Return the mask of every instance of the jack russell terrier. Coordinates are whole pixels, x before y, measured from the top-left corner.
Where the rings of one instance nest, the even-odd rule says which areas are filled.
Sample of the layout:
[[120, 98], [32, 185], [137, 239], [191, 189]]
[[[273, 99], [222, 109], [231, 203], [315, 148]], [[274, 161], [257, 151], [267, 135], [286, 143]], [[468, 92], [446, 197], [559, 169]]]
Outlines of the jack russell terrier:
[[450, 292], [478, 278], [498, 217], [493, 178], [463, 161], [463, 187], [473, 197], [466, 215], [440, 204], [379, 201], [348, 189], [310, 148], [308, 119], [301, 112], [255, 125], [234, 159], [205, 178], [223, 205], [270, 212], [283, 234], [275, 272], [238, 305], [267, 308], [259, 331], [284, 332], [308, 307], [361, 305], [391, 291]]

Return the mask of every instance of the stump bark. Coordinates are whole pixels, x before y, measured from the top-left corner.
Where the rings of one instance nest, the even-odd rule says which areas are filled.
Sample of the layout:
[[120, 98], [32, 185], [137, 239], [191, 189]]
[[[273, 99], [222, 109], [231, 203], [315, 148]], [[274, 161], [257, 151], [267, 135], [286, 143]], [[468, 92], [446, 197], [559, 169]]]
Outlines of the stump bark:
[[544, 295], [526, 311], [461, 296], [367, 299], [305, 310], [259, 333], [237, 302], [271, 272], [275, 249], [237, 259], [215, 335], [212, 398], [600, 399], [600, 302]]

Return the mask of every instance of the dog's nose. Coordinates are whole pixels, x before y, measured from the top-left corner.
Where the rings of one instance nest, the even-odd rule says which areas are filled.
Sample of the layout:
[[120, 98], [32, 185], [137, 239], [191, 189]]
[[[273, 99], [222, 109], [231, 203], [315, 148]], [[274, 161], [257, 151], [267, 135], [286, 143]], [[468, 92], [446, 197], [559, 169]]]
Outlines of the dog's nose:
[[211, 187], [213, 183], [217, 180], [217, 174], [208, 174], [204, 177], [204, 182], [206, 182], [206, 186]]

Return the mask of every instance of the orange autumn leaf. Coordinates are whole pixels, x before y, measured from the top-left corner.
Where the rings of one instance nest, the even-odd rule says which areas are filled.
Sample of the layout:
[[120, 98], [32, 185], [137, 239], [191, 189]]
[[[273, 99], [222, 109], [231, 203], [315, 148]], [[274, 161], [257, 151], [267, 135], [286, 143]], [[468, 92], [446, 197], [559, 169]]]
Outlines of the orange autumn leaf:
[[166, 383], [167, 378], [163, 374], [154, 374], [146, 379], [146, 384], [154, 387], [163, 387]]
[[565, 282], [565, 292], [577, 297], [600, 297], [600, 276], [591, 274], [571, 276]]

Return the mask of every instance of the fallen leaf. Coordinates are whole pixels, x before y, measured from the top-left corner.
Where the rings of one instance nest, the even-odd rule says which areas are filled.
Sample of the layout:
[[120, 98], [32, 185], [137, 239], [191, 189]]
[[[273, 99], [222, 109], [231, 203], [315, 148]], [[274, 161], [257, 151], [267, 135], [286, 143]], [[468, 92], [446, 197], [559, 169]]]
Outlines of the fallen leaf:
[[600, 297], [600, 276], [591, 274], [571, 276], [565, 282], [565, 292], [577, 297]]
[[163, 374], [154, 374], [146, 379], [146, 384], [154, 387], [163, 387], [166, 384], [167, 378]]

*Work instructions*. Output the lines above as a JSON list of strings, one string per line, from the line containing "Return the mask of every instance of the dog's" up to and including the line containing "182], [206, 186]]". Leave out any blank lines.

*Correct answer*.
[
  "Return the mask of every instance of the dog's nose. Coordinates are whole pixels, x before y, measured from the top-left corner.",
  "Where the rings of one instance nest, the even-odd rule says which areas are filled.",
  "Sample of the layout:",
  "[[120, 98], [32, 185], [137, 239], [191, 189]]",
  "[[[273, 99], [222, 109], [231, 203], [315, 148]], [[274, 161], [257, 151], [267, 135], [286, 143]], [[468, 92], [446, 197], [559, 169]]]",
  "Outlines of the dog's nose:",
  "[[211, 187], [213, 183], [217, 180], [217, 174], [208, 174], [204, 177], [204, 182], [206, 182], [206, 186]]"
]